═══ Supplied data

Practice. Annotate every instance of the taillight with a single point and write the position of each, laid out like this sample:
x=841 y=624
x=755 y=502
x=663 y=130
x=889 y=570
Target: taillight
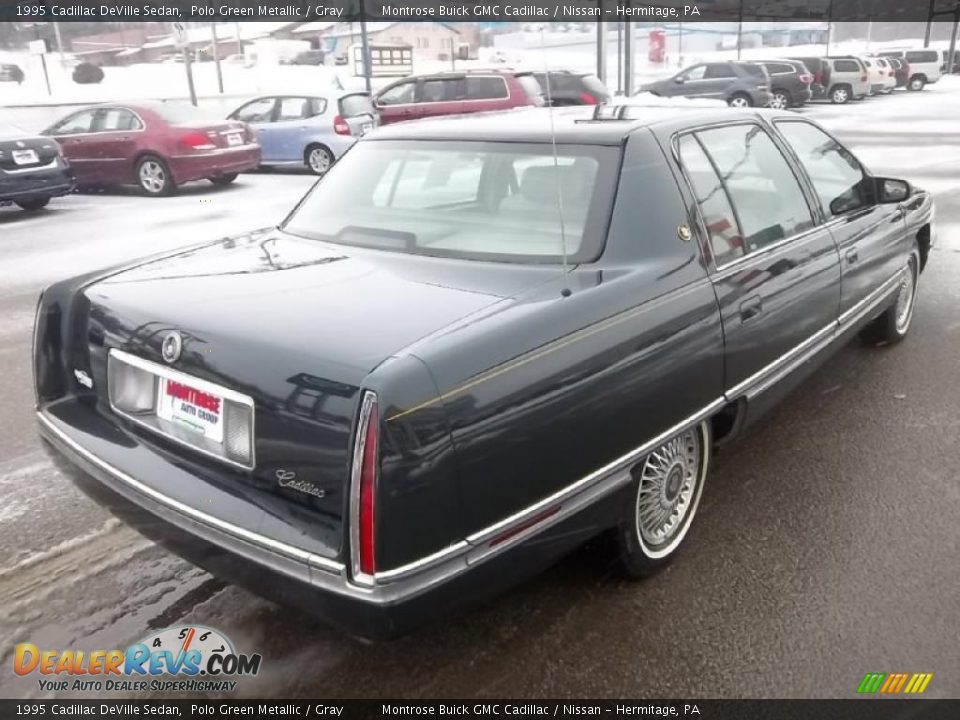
x=364 y=491
x=197 y=141
x=340 y=126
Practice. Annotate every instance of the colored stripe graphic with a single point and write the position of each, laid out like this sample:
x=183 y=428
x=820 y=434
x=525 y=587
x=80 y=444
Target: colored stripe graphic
x=894 y=683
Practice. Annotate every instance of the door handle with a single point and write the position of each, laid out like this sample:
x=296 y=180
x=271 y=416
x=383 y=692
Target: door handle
x=750 y=308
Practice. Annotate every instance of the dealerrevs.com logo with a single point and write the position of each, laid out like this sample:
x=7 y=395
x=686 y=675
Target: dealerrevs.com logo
x=198 y=659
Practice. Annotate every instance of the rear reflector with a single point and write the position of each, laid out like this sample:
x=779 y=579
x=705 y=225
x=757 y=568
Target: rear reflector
x=197 y=141
x=363 y=492
x=340 y=126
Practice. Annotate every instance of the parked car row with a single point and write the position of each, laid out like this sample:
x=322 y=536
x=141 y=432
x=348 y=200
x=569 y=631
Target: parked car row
x=792 y=82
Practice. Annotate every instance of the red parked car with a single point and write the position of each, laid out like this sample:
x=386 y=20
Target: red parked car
x=157 y=146
x=457 y=93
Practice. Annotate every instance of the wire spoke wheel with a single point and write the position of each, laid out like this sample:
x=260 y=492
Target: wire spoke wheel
x=670 y=483
x=906 y=296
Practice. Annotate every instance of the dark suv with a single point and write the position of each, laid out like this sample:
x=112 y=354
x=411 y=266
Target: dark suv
x=739 y=84
x=573 y=88
x=790 y=82
x=456 y=93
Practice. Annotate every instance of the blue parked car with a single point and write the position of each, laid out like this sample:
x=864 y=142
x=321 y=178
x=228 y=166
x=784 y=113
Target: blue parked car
x=312 y=130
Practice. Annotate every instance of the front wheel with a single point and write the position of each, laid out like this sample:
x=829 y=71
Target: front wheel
x=319 y=159
x=223 y=179
x=666 y=492
x=780 y=100
x=840 y=95
x=153 y=177
x=894 y=324
x=33 y=203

══════

What the task requires. Starting with the line that contains "Practice. Annotate every instance of the blue" and going on through the end of the material, format those lines as a JSON list of strings with one string per line and any blank lines left out.

Worked answer.
[
  "Practice. Annotate every instance of the blue parked car with a single point and write the position of each, laid out like this sample:",
  "x=864 y=142",
  "x=321 y=178",
  "x=228 y=166",
  "x=784 y=113",
  "Target: blue parked car",
  "x=312 y=130",
  "Practice. Annotate every instance of the front wheel with a single point and write the position of each, laid out like this sample:",
  "x=829 y=71",
  "Target: front wheel",
  "x=319 y=159",
  "x=223 y=179",
  "x=666 y=492",
  "x=780 y=100",
  "x=840 y=95",
  "x=153 y=177",
  "x=894 y=324",
  "x=33 y=203"
]